=== Records provided ===
-------------------------

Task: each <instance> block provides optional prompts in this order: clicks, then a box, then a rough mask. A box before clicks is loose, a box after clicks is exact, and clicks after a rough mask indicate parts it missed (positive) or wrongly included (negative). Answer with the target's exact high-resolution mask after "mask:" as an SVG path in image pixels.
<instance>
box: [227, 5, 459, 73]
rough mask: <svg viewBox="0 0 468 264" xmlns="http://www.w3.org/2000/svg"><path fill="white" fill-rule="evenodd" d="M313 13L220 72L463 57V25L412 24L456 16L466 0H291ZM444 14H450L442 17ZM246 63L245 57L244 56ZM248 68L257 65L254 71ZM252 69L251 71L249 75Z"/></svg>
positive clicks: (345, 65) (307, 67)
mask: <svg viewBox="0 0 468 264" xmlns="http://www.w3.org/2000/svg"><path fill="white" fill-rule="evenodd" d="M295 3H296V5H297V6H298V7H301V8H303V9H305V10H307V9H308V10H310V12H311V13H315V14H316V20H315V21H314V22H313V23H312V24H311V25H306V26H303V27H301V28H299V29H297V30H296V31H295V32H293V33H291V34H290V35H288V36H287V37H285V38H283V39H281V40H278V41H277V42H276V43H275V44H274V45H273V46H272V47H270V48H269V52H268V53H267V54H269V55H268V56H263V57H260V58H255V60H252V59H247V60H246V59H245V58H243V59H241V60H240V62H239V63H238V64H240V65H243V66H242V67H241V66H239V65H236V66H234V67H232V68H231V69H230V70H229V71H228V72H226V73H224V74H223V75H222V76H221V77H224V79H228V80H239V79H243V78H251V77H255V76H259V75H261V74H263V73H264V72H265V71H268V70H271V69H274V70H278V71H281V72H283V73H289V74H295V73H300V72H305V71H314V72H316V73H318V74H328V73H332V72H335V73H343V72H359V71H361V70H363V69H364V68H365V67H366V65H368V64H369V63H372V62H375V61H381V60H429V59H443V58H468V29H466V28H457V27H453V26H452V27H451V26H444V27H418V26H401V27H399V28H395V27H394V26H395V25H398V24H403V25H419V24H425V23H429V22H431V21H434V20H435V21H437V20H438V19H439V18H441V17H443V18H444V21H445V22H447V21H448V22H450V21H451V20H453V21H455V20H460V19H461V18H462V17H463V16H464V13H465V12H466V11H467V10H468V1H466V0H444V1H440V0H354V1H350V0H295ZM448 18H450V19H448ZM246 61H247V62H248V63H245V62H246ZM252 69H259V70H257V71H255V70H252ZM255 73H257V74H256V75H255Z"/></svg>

-------------------------

=== What to work on ===
All entries are to be repeated exactly and completely.

=== Response to the exercise ===
Task: each <instance> block provides optional prompts in this order: clicks, then a box, then a rough mask. A box before clicks is loose, a box after clicks is exact, and clicks after a rough mask indicate parts it missed (positive) or wrongly included (negative). Answer with the target's exact high-resolution mask after "mask:" as an SVG path in image pixels.
<instance>
box: [227, 5, 459, 73]
rough mask: <svg viewBox="0 0 468 264" xmlns="http://www.w3.org/2000/svg"><path fill="white" fill-rule="evenodd" d="M313 13L220 72L463 57V25L412 24L456 16L466 0H291ZM444 14H450L442 17ZM246 63L245 57L244 56ZM248 68L257 65L254 71ZM252 69L251 71L249 75Z"/></svg>
positive clicks: (345, 65) (307, 67)
mask: <svg viewBox="0 0 468 264" xmlns="http://www.w3.org/2000/svg"><path fill="white" fill-rule="evenodd" d="M295 3H296V5H297V6H298V7H301V8H303V9H305V10H307V9H308V10H310V12H311V13H315V14H316V20H315V21H314V22H313V23H312V24H311V25H306V26H303V27H301V28H299V29H297V30H296V31H295V32H293V33H291V34H290V35H288V36H287V37H285V38H283V39H281V40H278V41H277V42H276V43H275V44H274V45H273V46H272V47H270V48H269V52H268V53H267V54H269V55H268V56H263V57H260V58H255V60H252V59H247V60H246V59H245V58H243V59H241V60H240V62H239V63H238V64H240V65H243V66H242V67H241V66H239V65H236V66H234V67H232V68H231V69H230V70H229V71H228V72H226V73H224V74H223V75H222V76H221V77H224V79H228V80H239V79H243V78H251V77H255V76H259V75H261V74H263V73H264V72H265V71H268V70H271V69H274V70H278V71H281V72H283V73H289V74H295V73H300V72H305V71H314V72H316V73H318V74H328V73H332V72H335V73H343V72H359V71H361V70H363V69H364V68H365V67H366V65H368V64H369V63H372V62H375V61H381V60H429V59H443V58H468V29H466V28H457V27H453V26H452V27H451V26H444V27H418V26H401V27H399V28H395V27H394V26H395V25H398V24H403V25H419V24H425V23H429V22H431V21H434V20H435V21H437V20H438V19H439V18H441V17H443V18H444V21H445V22H447V21H448V22H450V21H451V20H453V21H455V20H460V19H461V18H462V17H463V16H464V13H465V12H466V11H467V10H468V1H466V0H444V1H440V0H354V1H350V0H295ZM448 18H450V19H448ZM246 61H247V62H248V63H245V62H246ZM252 69H259V70H257V71H255V70H252ZM255 73H257V74H256V75H255Z"/></svg>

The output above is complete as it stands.